### Passage

In 2003, the Croydon Aircraft Company at Mandeville, near Gore, produced a replica of Pither's Bleriot-style monoplane, which microlight veteran Jerry Chisum flew. He declared the design controllable—just.

On 22 March 2010, it was announced that a replica of Pither's aircraft would be flown on 3 or 4 July to celebrate 100 years since the claimed date of Pither's flight.

==The plane==

===Specifications===
- Fuselage: All-metal, steel tubing, box girder principle.
- Wings: Also steel tube, wooden ribs, fabric covered; span 28 feet (8.5 m); area 160 sq. ft (14.9 m²)
- Total steel tube: About 65 m
- Weight: 500 lb (230 kg) excluding the pilot.
- Length: 26 feet (7.9 m).
- Propeller: 6 ft 6in diameter (1.9 m) based on marine design; steel hub, aluminium sheath.

### Dataset records
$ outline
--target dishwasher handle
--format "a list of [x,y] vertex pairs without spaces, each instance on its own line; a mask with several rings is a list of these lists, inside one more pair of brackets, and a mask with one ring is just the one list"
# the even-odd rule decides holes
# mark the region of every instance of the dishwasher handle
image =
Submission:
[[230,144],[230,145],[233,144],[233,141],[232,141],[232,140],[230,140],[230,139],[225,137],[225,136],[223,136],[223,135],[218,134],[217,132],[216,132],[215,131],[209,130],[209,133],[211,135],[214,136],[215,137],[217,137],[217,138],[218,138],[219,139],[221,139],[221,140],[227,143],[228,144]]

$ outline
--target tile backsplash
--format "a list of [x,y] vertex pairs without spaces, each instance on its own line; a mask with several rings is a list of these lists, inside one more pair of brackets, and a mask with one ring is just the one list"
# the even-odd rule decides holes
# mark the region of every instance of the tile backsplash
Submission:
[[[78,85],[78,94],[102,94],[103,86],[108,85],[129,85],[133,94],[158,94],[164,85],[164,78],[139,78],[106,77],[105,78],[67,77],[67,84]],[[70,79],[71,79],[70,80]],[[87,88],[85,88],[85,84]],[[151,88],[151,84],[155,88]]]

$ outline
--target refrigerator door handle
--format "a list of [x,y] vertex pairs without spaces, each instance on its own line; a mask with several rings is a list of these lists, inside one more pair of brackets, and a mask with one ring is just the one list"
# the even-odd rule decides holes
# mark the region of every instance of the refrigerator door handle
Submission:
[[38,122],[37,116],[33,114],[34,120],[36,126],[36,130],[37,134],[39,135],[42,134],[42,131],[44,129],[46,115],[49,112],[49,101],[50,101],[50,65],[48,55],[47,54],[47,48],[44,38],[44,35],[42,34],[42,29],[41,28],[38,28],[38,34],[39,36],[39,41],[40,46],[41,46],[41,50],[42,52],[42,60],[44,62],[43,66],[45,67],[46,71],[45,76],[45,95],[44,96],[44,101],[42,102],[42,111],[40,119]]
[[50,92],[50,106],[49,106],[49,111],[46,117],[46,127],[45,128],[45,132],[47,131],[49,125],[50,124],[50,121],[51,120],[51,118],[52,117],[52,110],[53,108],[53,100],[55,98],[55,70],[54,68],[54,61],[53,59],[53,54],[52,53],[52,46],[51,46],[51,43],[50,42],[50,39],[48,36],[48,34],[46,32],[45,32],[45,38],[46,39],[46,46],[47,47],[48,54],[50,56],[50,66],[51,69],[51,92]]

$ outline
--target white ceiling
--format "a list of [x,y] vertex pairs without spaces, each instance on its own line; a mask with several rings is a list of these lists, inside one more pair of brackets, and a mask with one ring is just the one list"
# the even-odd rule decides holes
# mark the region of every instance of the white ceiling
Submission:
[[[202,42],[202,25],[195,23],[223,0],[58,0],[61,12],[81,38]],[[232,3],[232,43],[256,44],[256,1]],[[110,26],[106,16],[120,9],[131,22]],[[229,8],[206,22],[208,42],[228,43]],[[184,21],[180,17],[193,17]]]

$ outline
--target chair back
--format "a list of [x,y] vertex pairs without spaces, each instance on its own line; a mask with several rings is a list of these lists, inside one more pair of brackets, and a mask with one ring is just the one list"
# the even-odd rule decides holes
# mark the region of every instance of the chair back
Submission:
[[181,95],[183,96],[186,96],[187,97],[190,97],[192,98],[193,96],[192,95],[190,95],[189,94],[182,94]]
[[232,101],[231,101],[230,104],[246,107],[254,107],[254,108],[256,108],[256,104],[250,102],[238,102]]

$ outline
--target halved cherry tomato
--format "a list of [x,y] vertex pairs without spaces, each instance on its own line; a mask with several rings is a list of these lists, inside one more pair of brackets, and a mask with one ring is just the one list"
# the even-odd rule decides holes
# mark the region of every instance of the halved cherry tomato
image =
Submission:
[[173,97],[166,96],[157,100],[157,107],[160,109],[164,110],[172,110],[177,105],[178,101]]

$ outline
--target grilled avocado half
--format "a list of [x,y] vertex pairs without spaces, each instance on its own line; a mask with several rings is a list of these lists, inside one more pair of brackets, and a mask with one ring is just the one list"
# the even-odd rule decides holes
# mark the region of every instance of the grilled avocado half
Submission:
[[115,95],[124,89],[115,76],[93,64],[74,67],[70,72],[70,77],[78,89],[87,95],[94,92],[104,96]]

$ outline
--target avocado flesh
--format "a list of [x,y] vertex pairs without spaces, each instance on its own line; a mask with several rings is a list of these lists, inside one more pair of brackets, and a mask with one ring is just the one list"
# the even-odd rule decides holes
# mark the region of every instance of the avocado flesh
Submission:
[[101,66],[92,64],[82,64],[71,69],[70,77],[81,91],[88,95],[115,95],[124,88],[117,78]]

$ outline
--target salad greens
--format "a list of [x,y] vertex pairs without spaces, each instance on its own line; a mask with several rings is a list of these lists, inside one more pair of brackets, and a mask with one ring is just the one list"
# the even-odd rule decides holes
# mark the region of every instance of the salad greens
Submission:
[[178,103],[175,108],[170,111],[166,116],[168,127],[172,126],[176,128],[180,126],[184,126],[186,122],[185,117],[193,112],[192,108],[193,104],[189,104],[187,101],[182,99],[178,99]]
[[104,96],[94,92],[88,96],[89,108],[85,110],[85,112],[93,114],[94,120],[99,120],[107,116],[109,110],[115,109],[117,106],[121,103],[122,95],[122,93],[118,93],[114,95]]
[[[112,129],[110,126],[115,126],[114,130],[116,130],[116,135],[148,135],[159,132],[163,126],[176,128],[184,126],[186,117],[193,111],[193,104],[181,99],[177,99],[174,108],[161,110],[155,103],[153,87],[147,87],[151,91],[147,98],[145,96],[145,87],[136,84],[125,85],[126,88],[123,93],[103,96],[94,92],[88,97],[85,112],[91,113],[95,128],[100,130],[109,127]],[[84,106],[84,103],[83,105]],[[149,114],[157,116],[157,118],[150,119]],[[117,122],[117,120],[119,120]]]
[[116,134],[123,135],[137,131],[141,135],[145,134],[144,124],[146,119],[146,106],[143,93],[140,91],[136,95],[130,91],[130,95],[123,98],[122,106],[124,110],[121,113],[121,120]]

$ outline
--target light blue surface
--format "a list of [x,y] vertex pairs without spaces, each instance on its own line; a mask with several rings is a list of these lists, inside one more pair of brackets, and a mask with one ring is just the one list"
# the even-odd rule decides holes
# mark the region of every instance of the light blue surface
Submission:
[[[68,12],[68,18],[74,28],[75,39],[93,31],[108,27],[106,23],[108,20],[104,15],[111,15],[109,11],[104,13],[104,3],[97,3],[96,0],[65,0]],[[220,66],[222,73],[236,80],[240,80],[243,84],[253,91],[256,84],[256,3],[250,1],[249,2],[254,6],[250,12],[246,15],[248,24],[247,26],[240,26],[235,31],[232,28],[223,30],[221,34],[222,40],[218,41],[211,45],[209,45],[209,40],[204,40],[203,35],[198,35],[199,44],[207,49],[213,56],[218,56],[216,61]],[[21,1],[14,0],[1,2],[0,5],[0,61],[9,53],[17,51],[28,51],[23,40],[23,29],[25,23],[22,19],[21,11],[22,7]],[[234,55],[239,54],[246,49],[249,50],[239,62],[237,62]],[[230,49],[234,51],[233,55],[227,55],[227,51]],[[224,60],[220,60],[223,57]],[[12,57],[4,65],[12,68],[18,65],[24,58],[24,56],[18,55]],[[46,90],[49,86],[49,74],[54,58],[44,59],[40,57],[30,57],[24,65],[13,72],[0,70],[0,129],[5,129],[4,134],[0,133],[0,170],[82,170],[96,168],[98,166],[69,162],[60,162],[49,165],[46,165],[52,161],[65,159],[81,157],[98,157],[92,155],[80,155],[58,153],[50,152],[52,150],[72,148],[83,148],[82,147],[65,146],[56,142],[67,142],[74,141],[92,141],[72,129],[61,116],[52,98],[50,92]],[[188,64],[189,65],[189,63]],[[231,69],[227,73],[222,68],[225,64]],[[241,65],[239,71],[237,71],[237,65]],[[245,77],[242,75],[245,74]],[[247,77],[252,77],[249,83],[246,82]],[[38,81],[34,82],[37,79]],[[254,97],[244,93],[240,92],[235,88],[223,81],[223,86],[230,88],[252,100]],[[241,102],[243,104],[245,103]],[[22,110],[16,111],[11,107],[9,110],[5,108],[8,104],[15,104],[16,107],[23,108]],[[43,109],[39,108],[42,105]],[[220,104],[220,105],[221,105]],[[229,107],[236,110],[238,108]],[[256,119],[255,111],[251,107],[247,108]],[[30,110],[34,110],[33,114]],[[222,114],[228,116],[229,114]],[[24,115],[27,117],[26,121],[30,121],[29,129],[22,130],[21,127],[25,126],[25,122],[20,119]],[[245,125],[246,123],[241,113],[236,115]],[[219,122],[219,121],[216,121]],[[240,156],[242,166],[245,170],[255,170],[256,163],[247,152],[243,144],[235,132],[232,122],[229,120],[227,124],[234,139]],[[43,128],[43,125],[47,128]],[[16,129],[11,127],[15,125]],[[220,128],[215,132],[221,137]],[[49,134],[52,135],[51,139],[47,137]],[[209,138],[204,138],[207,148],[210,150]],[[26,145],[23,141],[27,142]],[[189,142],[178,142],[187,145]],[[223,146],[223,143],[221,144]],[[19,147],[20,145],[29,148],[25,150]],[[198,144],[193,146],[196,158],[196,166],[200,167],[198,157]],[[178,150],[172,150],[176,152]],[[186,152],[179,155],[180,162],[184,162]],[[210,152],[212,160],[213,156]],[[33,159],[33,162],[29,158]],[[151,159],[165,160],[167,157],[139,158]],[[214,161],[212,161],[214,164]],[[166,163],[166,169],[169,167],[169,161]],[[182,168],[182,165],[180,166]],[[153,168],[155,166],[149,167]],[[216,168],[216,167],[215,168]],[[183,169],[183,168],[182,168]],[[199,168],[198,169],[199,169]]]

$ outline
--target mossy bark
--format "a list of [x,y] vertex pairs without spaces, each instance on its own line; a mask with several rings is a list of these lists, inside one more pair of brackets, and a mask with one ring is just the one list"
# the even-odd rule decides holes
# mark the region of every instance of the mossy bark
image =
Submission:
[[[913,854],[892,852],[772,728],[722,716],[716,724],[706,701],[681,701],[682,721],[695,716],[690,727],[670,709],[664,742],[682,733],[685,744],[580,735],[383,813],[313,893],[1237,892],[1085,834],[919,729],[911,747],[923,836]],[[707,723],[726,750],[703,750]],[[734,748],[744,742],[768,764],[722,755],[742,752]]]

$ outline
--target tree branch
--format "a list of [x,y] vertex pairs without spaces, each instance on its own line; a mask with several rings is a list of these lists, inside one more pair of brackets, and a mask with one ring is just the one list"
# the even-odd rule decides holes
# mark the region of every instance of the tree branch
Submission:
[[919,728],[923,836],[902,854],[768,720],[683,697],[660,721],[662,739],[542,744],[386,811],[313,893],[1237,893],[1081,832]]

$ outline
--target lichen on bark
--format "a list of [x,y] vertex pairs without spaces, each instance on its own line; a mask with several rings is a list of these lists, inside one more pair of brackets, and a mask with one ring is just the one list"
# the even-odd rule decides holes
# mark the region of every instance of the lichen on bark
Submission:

### Work instruction 1
Repeat the part of the passage on Pither's aircraft between "On 22 March" and "hub, aluminium sheath.", inclusive.
### Work instruction 2
Carry on the passage about Pither's aircraft from its last line.

### Exercise output 1
On 22 March 2010, it was announced that a replica of Pither's aircraft would be flown on 3 or 4 July to celebrate 100 years since the claimed date of Pither's flight.

==The plane==

===Specifications===
- Fuselage: All-metal, steel tubing, box girder principle.
- Wings: Also steel tube, wooden ribs, fabric covered; span 28 feet (8.5 m); area 160 sq. ft (14.9 m²)
- Total steel tube: About 65 m
- Weight: 500 lb (230 kg) excluding the pilot.
- Length: 26 feet (7.9 m).
- Propeller: 6 ft 6in diameter (1.9 m) based on marine design; steel hub, aluminium sheath.

### Exercise output 2
- Engine: Four cylinder VEE capable of 40 hp.
- Thrust capability: 250 pound (113 kg).
- Control in air: Pedal-operated tail rudder.
- Lateral stability: Achieved by warping rear edges of wings, controlled by steering wheel.
- Pitch control: Lever-operated elevators.
- Undercarriage: Motorcycle or bicycle wheels with fitted spring shock absorbers.

==Family==
Pither moved to Australia where he married Sarah Hahir. In Australia he was a noted mechanic, making a car and marine engines. They had no children. Pither died in Horsham, Victoria, on 29 April 1934, aged 63.